-- Start of Text to read --
Brink retired in 1974. By then Clem Griffith had come on board as a civil engineer and it was later renamed Shetlar Griffith Shetlar, PA. Griffith, 93, and Charles Shetlar, 83, both continue to live in Iola.
In 1995, Ken and Charles Shetlar sold the firm to Shafer, Kline & Warren. Griffith had since retired. Charles Shetlar used the transaction as a time to step down as well.
Highway and street projects, water and sewer systems, have been Ken Shetlar’s main responsibilities. He worked on the construction of Highway 169 from Iola to Humboldt in 1974. That project took two years.
He also was instrumental in the construction of Critzer Dam west of Mound City.
Recent street work in Iola that he has overseen includes the widening of Cottonwood Street, Miller Road and Kentucky Avenue.
Besides designing roads, dams and water structures, Shetlar has a critical role in securing their funding.
“The most important part, is getting the money,” he said.
Shetlar works hand in hand with city administrators, county and city commissions and rural water districts in seeking the best matches between their projects and funding sources. Typical sources come through grants and revolving loans through state agencies such as the Kansas Department of Transportation, Kansas Department of Health and Environment and Community Development Block Grants.
Ann relishes the fact that Ken will now be home most evenings. The bulk of his presentations to city and county officials occurred at their evening meetings all across southeast Kansas.
-- End of Text to read --
-- Start of Record set --
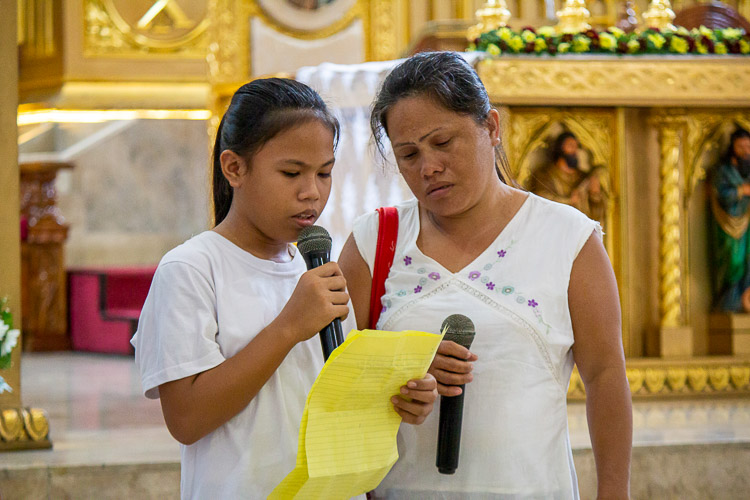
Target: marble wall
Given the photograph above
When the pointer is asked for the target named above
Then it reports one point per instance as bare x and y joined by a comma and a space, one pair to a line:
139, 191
-- End of Record set --
-- Start of Record set --
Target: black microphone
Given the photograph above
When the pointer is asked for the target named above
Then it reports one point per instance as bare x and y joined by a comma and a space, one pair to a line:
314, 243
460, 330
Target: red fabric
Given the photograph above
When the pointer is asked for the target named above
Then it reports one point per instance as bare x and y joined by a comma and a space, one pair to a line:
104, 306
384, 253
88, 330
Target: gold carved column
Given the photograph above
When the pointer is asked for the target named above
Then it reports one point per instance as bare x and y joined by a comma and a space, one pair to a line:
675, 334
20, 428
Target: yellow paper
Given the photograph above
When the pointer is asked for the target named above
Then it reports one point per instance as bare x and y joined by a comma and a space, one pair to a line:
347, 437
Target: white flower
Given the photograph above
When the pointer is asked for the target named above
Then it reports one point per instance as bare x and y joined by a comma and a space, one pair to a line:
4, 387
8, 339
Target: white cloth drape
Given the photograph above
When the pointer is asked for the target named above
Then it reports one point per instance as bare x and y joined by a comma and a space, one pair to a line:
-- End of Record set --
=== Things to do ===
**A.** In the article about Ken Shetlar, which firm bought the company in 1995?
**B.** Write the next part of the article about Ken Shetlar, picking up after its final sentence.
The records are separate material and have no connection to the text.

=== Answers given ===
**A.** Shafer, Kline & Warren bought the firm in 1995.

**B.**
THE RECESSION has had a big impact on the engineering profession, Shetlar said. A few years back Shafer, Kline & Warren had as many as 200 employees. Today it has closer to 160. The Iola office is down from 18 employees to nine.
Shetlar said some of the layoffs had to do with the company’s ventures into private development of shopping centers and housing developments.
“That market is gone now,” he said.
With the regional economy slowly gaining steam, he said public projects are on the rise.
The company has seven offices other than in Iola. Two are in the Kansas City area. The others are in Macon, Columbia and Chillicothe, Mo., Tulsa and Houston.
Danny Coltrane will assume some of Shetlar’s previous clients, Shetlar said, though he will remain based in Tulsa.
A reception recognizing Shetlar’s service to SKW will from 2 to 4 p.m. Feb. 9 at the Iola Senior Center, 204 N. Jefferson.